EXERCISE PROMPT> Pictures aside, repeat every entry exactly.

:: RECORD EXCERPTS ::

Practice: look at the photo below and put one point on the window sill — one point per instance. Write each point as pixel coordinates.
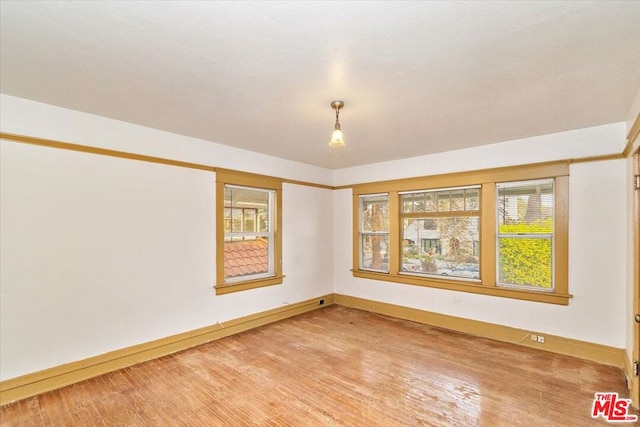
(470, 286)
(249, 284)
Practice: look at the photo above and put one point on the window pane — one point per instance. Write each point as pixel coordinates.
(525, 207)
(374, 213)
(249, 217)
(236, 220)
(525, 262)
(430, 200)
(445, 246)
(407, 203)
(457, 200)
(246, 257)
(246, 204)
(374, 255)
(472, 199)
(443, 201)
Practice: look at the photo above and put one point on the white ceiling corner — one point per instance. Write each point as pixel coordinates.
(416, 77)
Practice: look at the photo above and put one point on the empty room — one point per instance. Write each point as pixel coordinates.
(282, 213)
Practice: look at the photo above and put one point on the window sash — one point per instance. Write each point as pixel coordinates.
(269, 234)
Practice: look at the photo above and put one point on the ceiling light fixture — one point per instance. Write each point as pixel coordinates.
(336, 139)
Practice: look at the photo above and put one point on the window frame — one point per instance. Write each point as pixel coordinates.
(225, 177)
(488, 180)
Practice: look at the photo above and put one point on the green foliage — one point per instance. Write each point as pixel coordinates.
(526, 261)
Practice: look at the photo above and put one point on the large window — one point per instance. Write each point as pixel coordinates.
(249, 231)
(499, 232)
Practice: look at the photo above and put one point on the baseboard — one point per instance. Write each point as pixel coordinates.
(603, 354)
(60, 376)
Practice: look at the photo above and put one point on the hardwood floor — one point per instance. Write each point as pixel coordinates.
(335, 366)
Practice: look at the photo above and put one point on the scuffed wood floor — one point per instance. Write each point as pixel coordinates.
(335, 366)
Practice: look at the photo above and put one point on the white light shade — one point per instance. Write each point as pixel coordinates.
(336, 139)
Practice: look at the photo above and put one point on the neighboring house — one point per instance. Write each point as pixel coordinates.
(246, 257)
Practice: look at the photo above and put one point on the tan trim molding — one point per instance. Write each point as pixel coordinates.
(50, 143)
(140, 157)
(101, 151)
(631, 380)
(599, 353)
(631, 136)
(59, 376)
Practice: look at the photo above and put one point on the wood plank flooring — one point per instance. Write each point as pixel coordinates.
(331, 367)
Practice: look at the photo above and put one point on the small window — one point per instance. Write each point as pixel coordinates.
(248, 241)
(249, 231)
(525, 237)
(374, 232)
(441, 233)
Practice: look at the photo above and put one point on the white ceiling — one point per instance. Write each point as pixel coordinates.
(416, 77)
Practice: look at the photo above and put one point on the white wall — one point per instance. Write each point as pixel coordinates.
(101, 253)
(597, 243)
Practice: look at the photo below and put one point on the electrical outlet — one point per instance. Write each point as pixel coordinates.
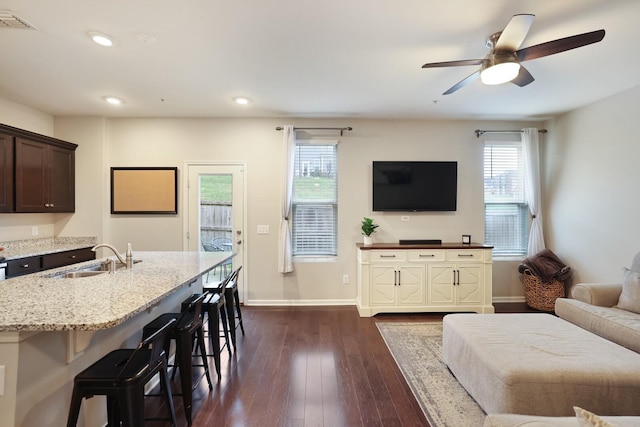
(2, 369)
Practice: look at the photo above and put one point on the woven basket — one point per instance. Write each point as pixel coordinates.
(541, 295)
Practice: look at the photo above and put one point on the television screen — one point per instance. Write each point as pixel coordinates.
(415, 186)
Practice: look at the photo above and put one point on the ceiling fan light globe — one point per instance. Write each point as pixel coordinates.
(500, 73)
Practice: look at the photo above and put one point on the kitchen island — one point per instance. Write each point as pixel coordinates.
(51, 328)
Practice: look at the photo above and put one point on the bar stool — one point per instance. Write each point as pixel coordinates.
(188, 327)
(212, 304)
(229, 288)
(121, 376)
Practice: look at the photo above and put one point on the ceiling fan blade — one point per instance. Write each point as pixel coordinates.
(523, 78)
(454, 63)
(463, 82)
(560, 45)
(514, 33)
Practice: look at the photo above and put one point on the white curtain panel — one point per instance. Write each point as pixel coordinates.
(285, 263)
(530, 144)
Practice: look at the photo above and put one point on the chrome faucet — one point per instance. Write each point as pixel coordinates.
(128, 262)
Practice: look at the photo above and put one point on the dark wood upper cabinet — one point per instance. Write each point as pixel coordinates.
(6, 173)
(43, 173)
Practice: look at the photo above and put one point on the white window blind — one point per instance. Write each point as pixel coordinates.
(315, 199)
(506, 225)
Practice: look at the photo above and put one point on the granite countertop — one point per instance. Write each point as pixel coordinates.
(39, 302)
(26, 248)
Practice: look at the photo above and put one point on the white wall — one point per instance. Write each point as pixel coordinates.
(591, 179)
(171, 142)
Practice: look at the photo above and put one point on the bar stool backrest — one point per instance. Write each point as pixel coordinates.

:::

WRITTEN RESPONSE>
Practice: look at the photo below and put one point on the window sill — one point per instance. Write each point as pixel coordinates.
(470, 286)
(249, 284)
Practice: look at the photo above and put one point on the window pane — one point per instance. Write each point as pixel coordinates.
(525, 207)
(374, 213)
(249, 217)
(236, 220)
(525, 262)
(430, 200)
(445, 246)
(407, 203)
(457, 200)
(246, 257)
(246, 204)
(374, 255)
(472, 199)
(443, 201)
Practice: look at the photo above and put one point on the white ceiling corner — one point per instance. Write each point as pixel coordinates.
(416, 77)
Practice: look at the photo above and put one point on the empty room — one point per instance. Write each point as pixel coordinates.
(282, 213)
Practice: look at the photo above and put one point on the window sash — one point per instance. Write each point as pixel coordinates.
(269, 234)
Practice: look at the photo above and put one point on the ceiling light fixture — one point per instance. Write each point as pixel coordinates.
(336, 139)
Practice: look at the photo above and put one point on the window frame — one point per instance. Write each point as pixel coordinates.
(225, 177)
(488, 180)
Practice: look at the photo above and put one point on the green foliage — one point per instance. Write each point as pixel coordinates.
(526, 261)
Practice: look at the photo above and put one point on the large window — one point per instance. Write each point as pixel coordinates.
(249, 231)
(499, 232)
Practice: look at the photo above and put one point on the baseboard — one point per instance. Write each point as pixel coordinates.
(603, 354)
(60, 376)
Practice: look at the photo above and put one point on the hardwood floor — one point per instance. Write each point as pixel coordinates.
(335, 366)
Practice: look at the photo above and put one point on the scuffed wood floor — one point per instance. Write each point as pixel coordinates.
(335, 366)
Practice: look at the photo above and put one point on the white light shade — one point per instance. Write each point as pixel coordinates.
(336, 139)
Practice: look at the photo above and put one point on the neighboring house — one point per instance. Write each point as pixel coordinates.
(246, 257)
Practice: look at the photo above and put one point on the tan trim molding — one point per instance. Write each point as pixel coordinates.
(50, 143)
(140, 157)
(101, 151)
(631, 380)
(599, 353)
(631, 136)
(59, 376)
Practice: look at the photo above and put one point on the wood plank flooring — one point per instance. Write each point as pixel coordinates.
(331, 367)
Practice: look at the photo above and put one point on the small window — one point per instance. Write each point as pixel coordinates.
(248, 241)
(249, 231)
(525, 237)
(374, 232)
(441, 233)
Practice: look at the photo above and put one point on the white ceiling — one point per instance. Write each point as pixel coordinates.
(416, 77)
Practice: look at the photo above and put one point on the white wall — one point per instance. Write each point as pixel coordinates.
(101, 253)
(597, 243)
Practice: look at the photo below and put one point on the electrical outlet — one point per instance. Write each point as pixel coordinates.
(2, 369)
Practice: look at the photo above and put one point on the woven basket — one point per instance. Write each point as pixel coordinates.
(541, 295)
Practice: look at the photo above and put one point on the television screen — one point per instance. Write each point as pixel coordinates.
(415, 186)
Practice: look at the photo above and put one point on the ceiling fan light globe — one point per instance. Write each point as pixel coordinates.
(500, 73)
Practice: look at the photo above and put one point on the kitchen island — one point per instance. Write each point as pixel coordinates.
(51, 328)
Practice: look at the photo above and put one point on the bar stool — one point per instance. Write each point as pixel coordinates.
(188, 327)
(212, 304)
(229, 288)
(121, 376)
Practice: look at the photo above and put one point on the ceiling fan blade — one point per instance. Write each point as pixel coordinates.
(523, 78)
(454, 63)
(463, 82)
(560, 45)
(514, 33)
Practice: look at the photo above and put one point on the white curtain panel — one point per instance. Write each point as pixel coordinates.
(285, 263)
(530, 144)
Practice: look at the photo above and put one point on the chrome faucet — one point per instance. Write each point as pixel coordinates.
(128, 262)
Practice: look at the photo above and put one point on the dark wood upper cabinet — one point per instance. Write each point as pixel coordinates.
(6, 173)
(43, 173)
Practice: look at the photo above and put one point on the white window blind — one point per instance. Write each point as pixel coordinates.
(315, 199)
(506, 225)
Practice: look at the photo above and put one point on the granite countertop — one point per instance. Write each point as pixel coordinates.
(39, 302)
(26, 248)
Practice: look at the photo above and put one point on the white wall — one point per instance. Write each point as pixel coordinates.
(591, 179)
(171, 142)
Practice: look at the photo above and put one point on the bar stool backrest — one point per instance. Write each point as pixel coordinates.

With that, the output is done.